----- 文本节选
那是2002两年前的夜晚,天空下起了当年的第一场雪,可以用鹅毛大雪来形容,好像还伴着一个什么不太重要的洋节。大家在高中食堂里排演文艺汇演节目,我本不想参与的一个多余的活动。不知什么时候,一个同学推开门,将一包略厚的信封递给我,“韦,你的信。”我惊讶地看见上面发信人地址——稻城。我发誓,我平日安静如博物馆,但当时,确实是在一种狂喜的驱动下,我绕着操场的外圈奔跑起来。长跑运动员第一个冲到了终点但仍然无法停止脚步,因为那种喜悦超出了荷载,我的躯体只有在喜悦的奴役下狂奔,而它对我毫无怜悯。

人生中让我记忆深刻的狂喜肯定是不多的,这是我的一次,剩下的就是儿时下军棋赢过对手,激动落泪。

那02年的雪花也许不那么大,但在回忆的要求下,飞扬中撞向我面庞的就是一大片一大片云翼。

安静于我其实是一种牢笼,沉重如和尚天天撞击的大钟,而我撼动不了它,反而被钟吸纳消弭。我总以为,我本是深海的一艘抹香鲸,不知道安静为何物,声呐伴我轻松撞毁任何我看不顺眼的,突兀于海面上的硕大雕塑,哪怕这造物根深蒂固。而后我死了,原本可以装得下人类并成为其住所的心脏,迅速变小,多余的血液只有在血管里高压冲荡。再一睁开眼睛,人类的躯体使我被迫接受了怯懦、胆小的人格。我学会了听家长的话,因为是他们把我从邮筒中的万千信件中抽取而出,虽然我不感谢,但他们以折磨自己的方式养育了我,持有了我,我的存在消耗了他们的生命,难道我不应该穿上他们期待的性格作为回报吗?

我惧怕上幼儿园。每当走上幼儿园二楼的台阶,抬头看到头顶上的硕大红色五角星浮雕,感觉犹如梦魇。看见教室蓝色的小椅子,我有说不出的好感。我从突出于椅面的钉子区别椅子于同类。幼师总是强迫我们午睡,因为这样有利于长身体,但其实是她们想睡。我总是和隔床的小朋友透过围栏玩一中午。那时没有男女之分,有时隔壁床里是男孩子。这男孩当时就充分证明了弗洛伊德理论之朴素,在我看来,他甚有灵感。幼师时常很生气,为了自己能睡个好觉,她不惜把自己的看家秘籍慷慨相授。

“什么都不要想,一会就睡着了。”

可这秘籍太艰深难操,让没有十足(睡眠)天赋的人望尘莫及。我睁着眼睛一躺一个中午,思索如何做到什么都不想。姑且收下这空洞的第一份礼物吧。
----------
----- 可用数据
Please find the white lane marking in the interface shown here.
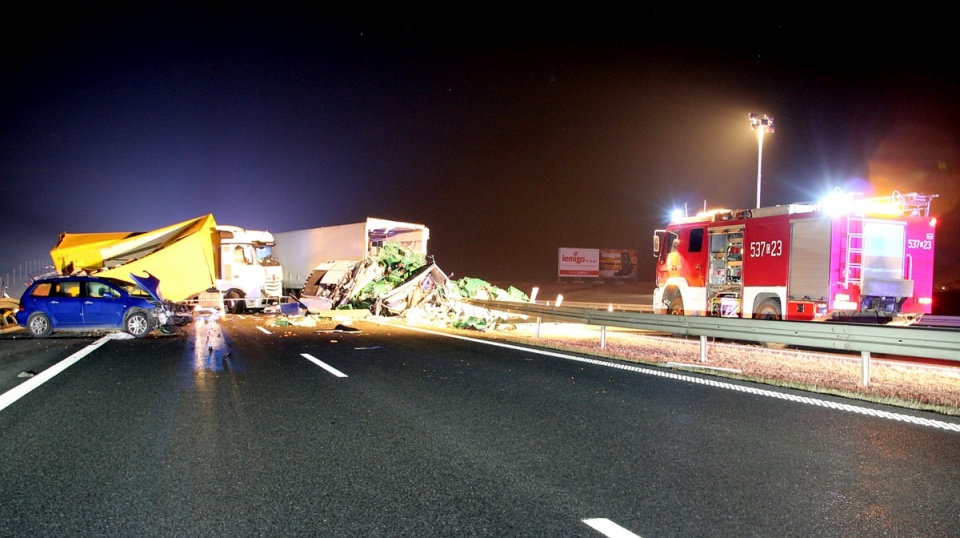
----------
● 练习设置 A
这段回忆散文里,那封信上写的发信人地址是哪里?
● 练习设置 B
请接着这段回忆散文往下续写。
这些数据用不上。

● 最终结果 A
稻城。

● 最终结果 B
该幼师做事毒辣狠绝,这也不能全怪她。毕竟人到中年,仅有的新生儿情窦消磨殆尽,谁不羡慕嫉妒恨他家初生未损的小孩呢?还是满屋之众?记得她的杀手锏就是恐吓。

“谁不听话,就把他丢进厕所的开水池。”

每逢我去厕所的开水池边晃悠,脑海中就自动播放这句威胁,不禁吓得瑟瑟发抖。这开水池很深,还不断冒开水泡泡,我掉下去必死无疑。幼儿园也是通过设置刑具来控制人呀。我们见过几次幼师把不听话的小孩往开水池边拖扯,那小孩哭得快断气。我们都很解气,看见同类将死,一直是一件大快人心的事。面对神圣滚烫的开水池,我怕死,我从,我啥都从!幼师要我们喝牛奶,我哪怕惧怕奶腥臭,也一个猛子喝下去,幼师要我们学做操,我绝对不敢偏离地上画的那个指定我位置的油漆点,吃饭时我绝对不会把半粒大米落在桌上。我也因此经常得到幼师的表扬,像走狗挂上了金质项圈,像警察头颅挂的帽徽,从此陷入追求它而出卖自己的陷阱。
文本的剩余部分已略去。